── Source document ──

SUBJECT: A misbehaving factorial rabbit hole
   DATE: Tue 15 Aug 20:20:21 BST 2023

I’d just finished the work on if-elif-else-fi blocks and was updating the Mere
ICE documentation when I had, what I thought at the time, was a splendid idea:

  “Why not modernise all of the example Mere code to use for/next loops,
    functions and if-elif-else-fi?”

One of the changes I made was to update the factorial example from:


  N = 4
  p = f = x = 1

  if 0<N && N<=20; goto next
    println "N must be between 1 and 20."
    exit

  next:
    p  = f
    f *= x
    printf "%d × %d = %d\\n" x p f
  if x++ <= N; goto next

  printf "\\n%d! = %d" N f


To a more traditional example of recursion:


  for x = 1; x <= 20; x++
    printf "%2d! = %d\\n" x, call factorial(x)
  next
  exit

  // factorial is a recursive function to calculate: n! = n*(n-1)*(n-2)…*1
  factorial: func N
    is N == 0; return 1
    return N * call factorial(N-1)

───

▶ Problems to work on:
A) In the factorial post, what value is N set to in the original factorial example?
B) Return everything in the factorial post from "To a more traditional" down to "N * call factorial(N-1)".
C) Which constructs does the factorial post list for modernizing all of the example Mere code?
The rows are separate material, unrelated to the factorial post.

── Records ──

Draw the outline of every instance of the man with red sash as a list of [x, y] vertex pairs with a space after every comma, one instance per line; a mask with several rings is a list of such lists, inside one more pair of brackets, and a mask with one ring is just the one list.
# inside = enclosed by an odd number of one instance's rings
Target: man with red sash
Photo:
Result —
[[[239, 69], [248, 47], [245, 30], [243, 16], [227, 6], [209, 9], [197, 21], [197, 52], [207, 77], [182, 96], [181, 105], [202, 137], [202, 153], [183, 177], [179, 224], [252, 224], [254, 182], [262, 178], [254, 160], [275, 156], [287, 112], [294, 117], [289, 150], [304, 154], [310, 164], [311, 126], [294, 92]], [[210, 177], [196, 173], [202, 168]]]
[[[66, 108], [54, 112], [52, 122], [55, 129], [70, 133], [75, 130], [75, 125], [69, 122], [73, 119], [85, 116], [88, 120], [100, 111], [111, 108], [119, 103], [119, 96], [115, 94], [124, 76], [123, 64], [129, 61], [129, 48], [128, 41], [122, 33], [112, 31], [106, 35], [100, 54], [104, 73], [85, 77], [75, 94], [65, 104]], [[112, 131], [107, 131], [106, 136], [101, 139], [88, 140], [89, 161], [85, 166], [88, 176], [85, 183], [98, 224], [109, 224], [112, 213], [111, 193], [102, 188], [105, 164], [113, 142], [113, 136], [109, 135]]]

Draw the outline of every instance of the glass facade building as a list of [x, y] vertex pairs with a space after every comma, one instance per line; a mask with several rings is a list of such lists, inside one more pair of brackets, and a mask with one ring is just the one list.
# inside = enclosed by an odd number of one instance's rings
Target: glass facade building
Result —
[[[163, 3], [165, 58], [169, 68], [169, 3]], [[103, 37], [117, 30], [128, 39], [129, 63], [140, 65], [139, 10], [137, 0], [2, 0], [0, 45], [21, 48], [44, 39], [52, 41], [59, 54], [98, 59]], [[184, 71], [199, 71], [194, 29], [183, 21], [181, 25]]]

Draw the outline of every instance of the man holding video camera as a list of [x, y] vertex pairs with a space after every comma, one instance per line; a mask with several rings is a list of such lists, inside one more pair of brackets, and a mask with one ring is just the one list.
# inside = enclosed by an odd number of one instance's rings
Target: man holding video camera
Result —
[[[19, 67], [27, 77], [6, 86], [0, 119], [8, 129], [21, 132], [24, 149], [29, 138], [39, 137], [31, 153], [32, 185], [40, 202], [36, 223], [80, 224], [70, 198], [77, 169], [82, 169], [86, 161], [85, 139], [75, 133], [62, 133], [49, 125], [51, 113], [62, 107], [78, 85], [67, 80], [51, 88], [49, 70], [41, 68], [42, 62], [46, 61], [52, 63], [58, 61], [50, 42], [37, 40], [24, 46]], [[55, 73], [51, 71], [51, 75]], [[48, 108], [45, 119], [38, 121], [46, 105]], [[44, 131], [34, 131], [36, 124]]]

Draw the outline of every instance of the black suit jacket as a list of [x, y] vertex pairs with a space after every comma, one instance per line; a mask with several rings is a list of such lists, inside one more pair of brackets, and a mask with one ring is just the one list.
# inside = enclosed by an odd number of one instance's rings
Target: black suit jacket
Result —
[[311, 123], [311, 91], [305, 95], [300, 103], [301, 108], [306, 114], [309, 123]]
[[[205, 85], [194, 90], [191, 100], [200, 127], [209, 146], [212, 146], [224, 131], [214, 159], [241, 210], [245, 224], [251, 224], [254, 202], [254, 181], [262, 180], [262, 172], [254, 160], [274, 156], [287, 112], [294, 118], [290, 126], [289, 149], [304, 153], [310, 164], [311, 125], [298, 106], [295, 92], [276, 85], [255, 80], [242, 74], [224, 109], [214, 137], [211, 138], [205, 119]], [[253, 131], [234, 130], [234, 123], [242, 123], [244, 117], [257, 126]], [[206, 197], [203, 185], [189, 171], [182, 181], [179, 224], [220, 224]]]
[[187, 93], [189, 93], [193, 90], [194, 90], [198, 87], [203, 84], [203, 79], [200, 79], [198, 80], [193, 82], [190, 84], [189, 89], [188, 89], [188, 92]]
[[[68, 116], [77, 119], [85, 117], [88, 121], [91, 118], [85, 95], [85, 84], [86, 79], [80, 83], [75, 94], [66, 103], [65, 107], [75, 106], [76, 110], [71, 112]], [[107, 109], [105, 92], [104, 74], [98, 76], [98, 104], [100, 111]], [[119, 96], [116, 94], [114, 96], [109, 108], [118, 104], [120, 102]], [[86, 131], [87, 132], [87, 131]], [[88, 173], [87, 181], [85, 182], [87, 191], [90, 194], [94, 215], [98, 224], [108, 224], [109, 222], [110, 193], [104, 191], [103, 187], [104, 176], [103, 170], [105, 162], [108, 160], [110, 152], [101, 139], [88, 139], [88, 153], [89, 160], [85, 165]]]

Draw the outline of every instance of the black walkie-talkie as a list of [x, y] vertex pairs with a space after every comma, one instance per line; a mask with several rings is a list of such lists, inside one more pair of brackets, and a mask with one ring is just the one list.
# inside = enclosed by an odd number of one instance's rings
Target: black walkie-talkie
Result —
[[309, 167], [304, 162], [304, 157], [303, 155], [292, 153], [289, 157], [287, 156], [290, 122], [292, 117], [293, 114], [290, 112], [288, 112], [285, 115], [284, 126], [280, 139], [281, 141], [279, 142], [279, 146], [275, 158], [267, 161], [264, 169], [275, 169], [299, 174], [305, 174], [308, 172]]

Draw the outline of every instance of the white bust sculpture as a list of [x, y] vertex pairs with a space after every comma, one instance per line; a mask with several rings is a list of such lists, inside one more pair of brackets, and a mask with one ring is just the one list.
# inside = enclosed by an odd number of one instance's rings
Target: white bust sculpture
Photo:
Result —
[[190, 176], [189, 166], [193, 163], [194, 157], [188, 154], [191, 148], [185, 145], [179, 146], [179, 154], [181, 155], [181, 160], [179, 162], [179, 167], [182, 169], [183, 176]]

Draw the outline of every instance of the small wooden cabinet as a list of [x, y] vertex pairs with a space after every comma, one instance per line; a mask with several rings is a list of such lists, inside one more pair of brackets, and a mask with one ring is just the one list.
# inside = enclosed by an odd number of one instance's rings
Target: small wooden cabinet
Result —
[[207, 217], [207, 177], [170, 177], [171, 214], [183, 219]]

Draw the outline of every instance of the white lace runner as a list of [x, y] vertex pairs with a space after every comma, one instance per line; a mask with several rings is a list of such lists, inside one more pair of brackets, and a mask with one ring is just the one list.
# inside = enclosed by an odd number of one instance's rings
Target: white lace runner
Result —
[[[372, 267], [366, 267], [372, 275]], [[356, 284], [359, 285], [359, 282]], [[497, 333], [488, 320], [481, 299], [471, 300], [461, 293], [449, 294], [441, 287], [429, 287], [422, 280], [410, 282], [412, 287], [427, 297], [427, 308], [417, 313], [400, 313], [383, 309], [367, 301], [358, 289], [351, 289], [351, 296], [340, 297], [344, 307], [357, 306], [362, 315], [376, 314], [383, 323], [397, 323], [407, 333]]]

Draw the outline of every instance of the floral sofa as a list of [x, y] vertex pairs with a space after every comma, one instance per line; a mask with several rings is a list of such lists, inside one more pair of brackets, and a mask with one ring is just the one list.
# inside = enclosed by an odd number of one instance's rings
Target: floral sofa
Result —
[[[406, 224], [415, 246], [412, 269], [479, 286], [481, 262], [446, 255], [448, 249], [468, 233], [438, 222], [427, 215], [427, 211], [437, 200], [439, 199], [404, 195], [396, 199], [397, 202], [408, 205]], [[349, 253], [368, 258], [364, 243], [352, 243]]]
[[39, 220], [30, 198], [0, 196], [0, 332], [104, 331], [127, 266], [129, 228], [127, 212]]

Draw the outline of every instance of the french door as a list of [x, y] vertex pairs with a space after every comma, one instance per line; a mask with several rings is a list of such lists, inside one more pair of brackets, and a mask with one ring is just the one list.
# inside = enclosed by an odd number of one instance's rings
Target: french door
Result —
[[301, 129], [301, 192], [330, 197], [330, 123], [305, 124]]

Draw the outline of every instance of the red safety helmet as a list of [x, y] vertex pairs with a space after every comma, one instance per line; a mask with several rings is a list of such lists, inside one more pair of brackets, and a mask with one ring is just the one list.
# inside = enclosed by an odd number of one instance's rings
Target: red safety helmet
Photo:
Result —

───

▶ Task answers:
A) 4

B)
To a more traditional example of recursion:


  for x = 1; x <= 20; x++
    printf "%2d! = %d\\n" x, call factorial(x)
  next
  exit

  // factorial is a recursive function to calculate: n! = n*(n-1)*(n-2)…*1
  factorial: func N
    is N == 0; return 1
    return N * call factorial(N-1)

C) for/next loops, functions, and if-elif-else-fi